**TASK STATEMENT:** Locate every line in the listing that contains the string "faced" and copy each of those lines.

═══ DATA FOR THE TASK

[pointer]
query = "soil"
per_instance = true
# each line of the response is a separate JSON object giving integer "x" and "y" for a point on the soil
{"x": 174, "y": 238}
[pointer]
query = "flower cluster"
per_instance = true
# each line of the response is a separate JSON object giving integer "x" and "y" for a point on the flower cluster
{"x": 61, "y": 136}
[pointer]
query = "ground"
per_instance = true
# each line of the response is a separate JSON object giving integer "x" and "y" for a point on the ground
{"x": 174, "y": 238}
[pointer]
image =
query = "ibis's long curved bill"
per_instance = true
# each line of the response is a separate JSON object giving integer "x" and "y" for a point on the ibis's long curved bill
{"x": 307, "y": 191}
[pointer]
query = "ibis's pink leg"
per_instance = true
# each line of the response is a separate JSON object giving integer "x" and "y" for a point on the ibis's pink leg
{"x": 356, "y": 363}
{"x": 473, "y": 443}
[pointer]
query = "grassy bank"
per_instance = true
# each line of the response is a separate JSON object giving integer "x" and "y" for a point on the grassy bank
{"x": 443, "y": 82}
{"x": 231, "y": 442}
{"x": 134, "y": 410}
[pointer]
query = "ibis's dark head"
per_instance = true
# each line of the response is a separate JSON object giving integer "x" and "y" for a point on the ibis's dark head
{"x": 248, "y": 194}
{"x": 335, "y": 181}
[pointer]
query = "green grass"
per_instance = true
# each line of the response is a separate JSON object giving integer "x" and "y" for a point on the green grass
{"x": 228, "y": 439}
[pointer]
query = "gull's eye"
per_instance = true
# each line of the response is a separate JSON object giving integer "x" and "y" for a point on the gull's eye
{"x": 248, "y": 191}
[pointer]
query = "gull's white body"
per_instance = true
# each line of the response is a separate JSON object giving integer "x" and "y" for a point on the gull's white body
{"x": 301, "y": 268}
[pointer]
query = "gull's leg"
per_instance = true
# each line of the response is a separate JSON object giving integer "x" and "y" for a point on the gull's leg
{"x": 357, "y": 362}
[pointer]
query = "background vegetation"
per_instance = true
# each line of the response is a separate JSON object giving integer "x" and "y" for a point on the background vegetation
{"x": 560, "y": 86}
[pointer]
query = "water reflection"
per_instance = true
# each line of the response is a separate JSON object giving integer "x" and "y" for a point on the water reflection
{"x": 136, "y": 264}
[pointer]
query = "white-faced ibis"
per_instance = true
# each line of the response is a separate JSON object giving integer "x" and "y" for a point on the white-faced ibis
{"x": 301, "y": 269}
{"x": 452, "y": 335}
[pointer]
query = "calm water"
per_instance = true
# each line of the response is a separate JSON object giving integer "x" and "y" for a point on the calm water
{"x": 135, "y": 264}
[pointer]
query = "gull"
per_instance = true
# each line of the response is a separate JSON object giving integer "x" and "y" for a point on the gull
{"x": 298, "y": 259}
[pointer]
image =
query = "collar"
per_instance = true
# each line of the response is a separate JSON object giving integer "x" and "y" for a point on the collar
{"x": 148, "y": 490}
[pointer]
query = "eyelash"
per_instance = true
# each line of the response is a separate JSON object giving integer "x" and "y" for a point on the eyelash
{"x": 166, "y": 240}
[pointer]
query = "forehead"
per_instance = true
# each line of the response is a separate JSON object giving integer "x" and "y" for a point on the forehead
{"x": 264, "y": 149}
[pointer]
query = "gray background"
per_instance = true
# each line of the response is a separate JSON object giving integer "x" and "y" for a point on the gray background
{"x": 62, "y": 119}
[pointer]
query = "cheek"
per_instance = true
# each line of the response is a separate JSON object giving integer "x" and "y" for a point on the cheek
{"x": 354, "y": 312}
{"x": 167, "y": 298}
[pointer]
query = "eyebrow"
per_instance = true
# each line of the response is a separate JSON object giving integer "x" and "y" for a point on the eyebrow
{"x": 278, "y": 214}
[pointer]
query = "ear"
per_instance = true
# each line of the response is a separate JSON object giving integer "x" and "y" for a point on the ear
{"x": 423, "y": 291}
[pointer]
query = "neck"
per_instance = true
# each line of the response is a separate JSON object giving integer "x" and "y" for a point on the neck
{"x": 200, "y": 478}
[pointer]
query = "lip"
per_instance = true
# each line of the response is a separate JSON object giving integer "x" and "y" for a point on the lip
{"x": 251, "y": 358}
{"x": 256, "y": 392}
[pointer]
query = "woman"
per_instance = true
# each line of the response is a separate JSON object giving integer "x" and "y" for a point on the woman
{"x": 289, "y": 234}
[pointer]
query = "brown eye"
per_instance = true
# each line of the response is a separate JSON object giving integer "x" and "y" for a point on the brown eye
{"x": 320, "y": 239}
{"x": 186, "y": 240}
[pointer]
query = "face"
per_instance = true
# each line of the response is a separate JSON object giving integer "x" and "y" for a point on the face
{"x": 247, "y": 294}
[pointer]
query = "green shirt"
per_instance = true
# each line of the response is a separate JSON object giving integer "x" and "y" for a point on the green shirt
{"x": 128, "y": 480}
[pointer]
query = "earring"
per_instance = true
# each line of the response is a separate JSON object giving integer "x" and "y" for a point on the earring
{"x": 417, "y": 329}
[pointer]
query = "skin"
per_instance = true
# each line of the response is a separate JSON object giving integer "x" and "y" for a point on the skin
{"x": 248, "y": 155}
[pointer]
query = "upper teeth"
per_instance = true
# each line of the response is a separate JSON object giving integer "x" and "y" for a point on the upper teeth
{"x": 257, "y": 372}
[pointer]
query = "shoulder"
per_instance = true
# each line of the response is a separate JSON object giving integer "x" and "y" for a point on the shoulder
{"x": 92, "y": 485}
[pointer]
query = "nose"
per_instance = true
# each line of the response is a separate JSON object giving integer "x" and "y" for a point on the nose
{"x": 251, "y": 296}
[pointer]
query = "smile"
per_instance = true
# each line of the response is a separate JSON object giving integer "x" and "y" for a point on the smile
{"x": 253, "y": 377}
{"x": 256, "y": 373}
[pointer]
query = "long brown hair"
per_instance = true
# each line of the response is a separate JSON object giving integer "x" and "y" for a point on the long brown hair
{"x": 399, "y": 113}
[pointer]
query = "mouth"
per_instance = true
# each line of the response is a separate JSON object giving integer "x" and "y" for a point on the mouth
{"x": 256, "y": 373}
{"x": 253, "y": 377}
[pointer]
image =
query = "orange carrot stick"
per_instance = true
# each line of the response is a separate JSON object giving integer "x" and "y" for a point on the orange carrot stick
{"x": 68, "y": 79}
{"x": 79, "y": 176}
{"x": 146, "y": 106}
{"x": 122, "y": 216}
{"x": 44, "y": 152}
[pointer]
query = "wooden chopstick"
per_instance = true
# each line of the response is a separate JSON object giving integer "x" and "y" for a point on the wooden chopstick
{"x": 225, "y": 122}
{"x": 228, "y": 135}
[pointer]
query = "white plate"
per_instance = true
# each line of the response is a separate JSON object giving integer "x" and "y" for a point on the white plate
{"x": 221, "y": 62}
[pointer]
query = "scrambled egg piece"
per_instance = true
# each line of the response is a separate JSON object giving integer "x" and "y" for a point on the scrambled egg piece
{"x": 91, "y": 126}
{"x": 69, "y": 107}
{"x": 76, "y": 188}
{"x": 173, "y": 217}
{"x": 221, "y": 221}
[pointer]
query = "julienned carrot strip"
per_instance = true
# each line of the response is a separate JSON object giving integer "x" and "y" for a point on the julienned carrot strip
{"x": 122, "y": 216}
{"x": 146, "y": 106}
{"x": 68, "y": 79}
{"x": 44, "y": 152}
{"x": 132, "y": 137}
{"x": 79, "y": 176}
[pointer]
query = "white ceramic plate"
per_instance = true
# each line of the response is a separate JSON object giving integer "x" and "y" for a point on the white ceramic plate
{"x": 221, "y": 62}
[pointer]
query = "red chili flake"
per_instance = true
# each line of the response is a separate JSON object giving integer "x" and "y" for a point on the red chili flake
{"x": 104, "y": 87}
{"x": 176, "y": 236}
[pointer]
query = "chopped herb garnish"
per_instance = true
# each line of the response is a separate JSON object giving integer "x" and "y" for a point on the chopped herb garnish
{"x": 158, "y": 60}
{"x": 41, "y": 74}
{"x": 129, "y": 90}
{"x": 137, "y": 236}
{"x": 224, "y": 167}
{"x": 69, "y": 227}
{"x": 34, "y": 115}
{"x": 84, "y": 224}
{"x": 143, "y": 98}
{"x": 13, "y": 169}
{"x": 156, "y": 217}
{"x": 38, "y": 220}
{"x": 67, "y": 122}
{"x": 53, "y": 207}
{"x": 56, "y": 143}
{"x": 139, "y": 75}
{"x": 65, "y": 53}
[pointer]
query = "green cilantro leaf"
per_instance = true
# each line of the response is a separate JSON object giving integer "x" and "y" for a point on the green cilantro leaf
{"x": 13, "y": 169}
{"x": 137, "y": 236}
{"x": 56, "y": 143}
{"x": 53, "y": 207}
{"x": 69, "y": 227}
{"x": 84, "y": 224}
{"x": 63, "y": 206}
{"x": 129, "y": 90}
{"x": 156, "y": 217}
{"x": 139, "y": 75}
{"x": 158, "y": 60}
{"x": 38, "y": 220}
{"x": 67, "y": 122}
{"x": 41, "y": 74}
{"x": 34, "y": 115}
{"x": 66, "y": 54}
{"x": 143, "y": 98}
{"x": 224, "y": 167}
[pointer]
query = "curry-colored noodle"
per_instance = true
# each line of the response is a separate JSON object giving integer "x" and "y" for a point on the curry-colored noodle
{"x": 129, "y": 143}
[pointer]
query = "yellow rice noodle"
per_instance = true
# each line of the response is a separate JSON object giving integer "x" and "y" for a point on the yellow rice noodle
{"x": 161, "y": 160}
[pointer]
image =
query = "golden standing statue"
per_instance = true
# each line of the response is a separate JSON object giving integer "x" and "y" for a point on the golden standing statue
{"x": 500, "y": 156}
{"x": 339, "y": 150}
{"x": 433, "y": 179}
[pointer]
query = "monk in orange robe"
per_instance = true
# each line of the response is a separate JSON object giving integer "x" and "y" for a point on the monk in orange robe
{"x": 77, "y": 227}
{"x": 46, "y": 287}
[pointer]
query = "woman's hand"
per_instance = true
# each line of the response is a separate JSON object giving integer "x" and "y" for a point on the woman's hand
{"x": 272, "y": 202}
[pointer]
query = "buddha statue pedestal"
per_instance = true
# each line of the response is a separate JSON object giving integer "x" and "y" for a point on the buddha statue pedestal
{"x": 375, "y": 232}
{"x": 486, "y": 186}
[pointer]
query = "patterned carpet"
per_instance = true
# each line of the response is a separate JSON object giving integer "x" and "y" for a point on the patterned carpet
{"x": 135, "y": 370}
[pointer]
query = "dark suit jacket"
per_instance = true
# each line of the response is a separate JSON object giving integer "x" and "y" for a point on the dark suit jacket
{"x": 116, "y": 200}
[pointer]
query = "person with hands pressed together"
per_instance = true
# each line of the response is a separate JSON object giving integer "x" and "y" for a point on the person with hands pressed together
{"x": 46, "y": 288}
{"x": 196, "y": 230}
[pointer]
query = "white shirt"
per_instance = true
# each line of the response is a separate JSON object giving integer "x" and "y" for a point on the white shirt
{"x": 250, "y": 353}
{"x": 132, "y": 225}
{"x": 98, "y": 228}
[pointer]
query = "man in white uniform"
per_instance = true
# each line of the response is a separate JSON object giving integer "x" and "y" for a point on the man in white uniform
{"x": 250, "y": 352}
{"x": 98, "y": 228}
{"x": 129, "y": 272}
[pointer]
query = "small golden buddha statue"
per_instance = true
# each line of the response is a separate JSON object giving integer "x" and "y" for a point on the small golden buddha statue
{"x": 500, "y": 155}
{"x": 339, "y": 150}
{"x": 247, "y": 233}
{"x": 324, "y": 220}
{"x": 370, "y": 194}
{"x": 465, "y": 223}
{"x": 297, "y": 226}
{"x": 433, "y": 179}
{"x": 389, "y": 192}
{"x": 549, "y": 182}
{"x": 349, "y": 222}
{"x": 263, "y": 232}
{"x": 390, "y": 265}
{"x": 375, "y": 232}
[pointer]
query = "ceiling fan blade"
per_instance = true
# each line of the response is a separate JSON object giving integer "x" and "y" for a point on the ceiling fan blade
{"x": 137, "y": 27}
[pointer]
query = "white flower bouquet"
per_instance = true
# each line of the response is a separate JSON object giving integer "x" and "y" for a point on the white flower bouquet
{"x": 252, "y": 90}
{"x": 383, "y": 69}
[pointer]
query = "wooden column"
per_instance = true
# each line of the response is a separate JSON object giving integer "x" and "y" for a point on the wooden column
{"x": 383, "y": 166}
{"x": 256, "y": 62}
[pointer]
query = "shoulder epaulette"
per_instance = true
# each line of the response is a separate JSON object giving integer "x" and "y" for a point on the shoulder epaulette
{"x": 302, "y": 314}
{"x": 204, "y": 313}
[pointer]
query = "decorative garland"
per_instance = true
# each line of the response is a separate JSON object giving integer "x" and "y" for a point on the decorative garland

══════

**TASK SOLUTION:**
query = "white-faced ibis"
# each line of the response is a separate JSON object giving integer "x" and "y" for a point on the white-faced ibis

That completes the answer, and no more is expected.